• Extract provided:
_ _ _ _ _

The recent hullabaloo about the New York “car bomber” serves as another reminder of how plangently stupid the no-fly list is. The individual who attempted to blow up an SUV in the middle of time square was able to board an airplane, even though he was on the no-fly list, because airlines were only required to their update lists ever 24 hours. While the system has been changed to require airliners to update lists every 2 hours now, there is a much more pervasive problem with the status quo. It’s the entire airport security system. After the nationalization of airport security by Transportation Security Administration (TSA), airport security has become less effective, more expensive, and ultimately made American citizens less safe.
The major mistake was made on November 19th, 2001. In the wake of the tragic and horrible events of 9/11, there was significant pressure to change airport security. Before the attacks airport security was contracted out by the airlines to private screening firms who were responsible for security checkpoints that passengers encountered before boarding an aircraft. The Federal Aviation Administration (FAA) set the standards and requirements that the private contractors had to adhere to in order to provide their security service. But in an effort standardize and introduce continuity nationwide, the TSA was created and assumed all airport security responsibilities. Taken at face value it all sounds logical and pragmatic, but the evidence says the complete opposite.

_ _ _ _ _

• Dataset records:
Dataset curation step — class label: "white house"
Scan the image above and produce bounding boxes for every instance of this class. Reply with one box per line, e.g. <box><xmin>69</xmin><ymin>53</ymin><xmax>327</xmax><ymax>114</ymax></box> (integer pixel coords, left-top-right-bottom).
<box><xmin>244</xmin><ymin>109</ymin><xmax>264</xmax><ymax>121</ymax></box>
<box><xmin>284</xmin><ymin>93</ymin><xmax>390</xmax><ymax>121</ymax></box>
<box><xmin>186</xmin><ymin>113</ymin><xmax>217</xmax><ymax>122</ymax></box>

_ _ _ _ _

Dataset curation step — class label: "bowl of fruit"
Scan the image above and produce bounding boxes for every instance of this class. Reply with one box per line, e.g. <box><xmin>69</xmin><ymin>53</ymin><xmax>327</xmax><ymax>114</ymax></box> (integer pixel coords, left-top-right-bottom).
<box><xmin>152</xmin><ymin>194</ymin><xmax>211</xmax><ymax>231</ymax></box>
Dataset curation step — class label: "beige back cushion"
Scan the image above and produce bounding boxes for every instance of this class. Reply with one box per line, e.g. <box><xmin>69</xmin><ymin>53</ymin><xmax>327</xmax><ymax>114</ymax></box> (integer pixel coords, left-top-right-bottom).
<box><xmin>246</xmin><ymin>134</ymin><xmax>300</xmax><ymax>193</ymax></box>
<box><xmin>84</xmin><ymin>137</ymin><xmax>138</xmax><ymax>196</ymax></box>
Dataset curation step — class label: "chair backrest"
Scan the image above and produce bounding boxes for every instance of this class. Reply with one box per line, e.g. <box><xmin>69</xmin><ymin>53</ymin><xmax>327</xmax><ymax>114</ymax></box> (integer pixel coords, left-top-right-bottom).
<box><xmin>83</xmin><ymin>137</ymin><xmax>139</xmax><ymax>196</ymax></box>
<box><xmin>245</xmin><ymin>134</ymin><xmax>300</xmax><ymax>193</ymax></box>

_ _ _ _ _

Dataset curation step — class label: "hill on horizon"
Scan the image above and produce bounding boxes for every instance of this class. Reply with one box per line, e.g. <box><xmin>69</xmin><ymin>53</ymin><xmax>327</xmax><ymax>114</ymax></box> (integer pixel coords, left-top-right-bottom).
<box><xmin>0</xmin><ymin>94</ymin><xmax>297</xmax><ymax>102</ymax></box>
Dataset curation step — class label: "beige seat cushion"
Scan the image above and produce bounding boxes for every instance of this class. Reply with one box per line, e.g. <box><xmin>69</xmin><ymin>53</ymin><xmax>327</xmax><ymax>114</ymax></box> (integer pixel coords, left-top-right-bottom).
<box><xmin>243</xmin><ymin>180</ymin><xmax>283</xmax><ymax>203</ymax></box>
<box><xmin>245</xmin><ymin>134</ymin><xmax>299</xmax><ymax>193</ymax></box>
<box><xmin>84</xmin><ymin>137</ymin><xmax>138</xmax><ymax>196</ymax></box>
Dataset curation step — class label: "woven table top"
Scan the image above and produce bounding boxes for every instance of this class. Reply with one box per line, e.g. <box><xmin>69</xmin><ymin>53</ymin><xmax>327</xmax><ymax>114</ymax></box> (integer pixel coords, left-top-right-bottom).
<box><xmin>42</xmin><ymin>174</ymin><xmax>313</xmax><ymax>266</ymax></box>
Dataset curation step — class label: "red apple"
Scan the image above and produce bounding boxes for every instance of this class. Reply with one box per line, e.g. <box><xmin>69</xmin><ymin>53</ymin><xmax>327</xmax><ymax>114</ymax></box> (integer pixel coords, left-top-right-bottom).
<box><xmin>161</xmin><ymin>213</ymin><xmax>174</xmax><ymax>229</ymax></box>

_ _ _ _ _

• Your goal: Write the next part of the opinion piece on airport security and the TSA, picking up after its last sentence.

• Expected answer:
A common way that security is tested is by spontaneous weapons tests in which passenger impersonators attempt to walk through security checkpoints with weapons and explosives. Private screeners strove for a detection rate of 95%, their standard falling between 80-90% detection. Now I know what you’re thinking, ‘only 80% detection? No wonder the terrorist were able to hijack those planes.’ But that is simply not true. In fact, the weapons used to commandeer the planes were short knives and box cutters, objects that were the permitted given the FAA governmental regulations. In fact, the 9/11 commission report stated, even if the items had been detected, they would have been permitted and “returned to the owner.” The solution was to change the regulations, not eradicate the system. But the bigger point is how effective the TSA is not. A top TSA official stated (on the condition of anonymity) that “we believe we can get the true pass rate close to 65 percent.” The Homeland Security Inspector General’s Office and the Government Accountability Office more optimistically stated that the failure rate was 25%. Regardless of which numbers are truly correct, these statistics manifest how security has diminished. The new system is less effective at catching banned substances than the old.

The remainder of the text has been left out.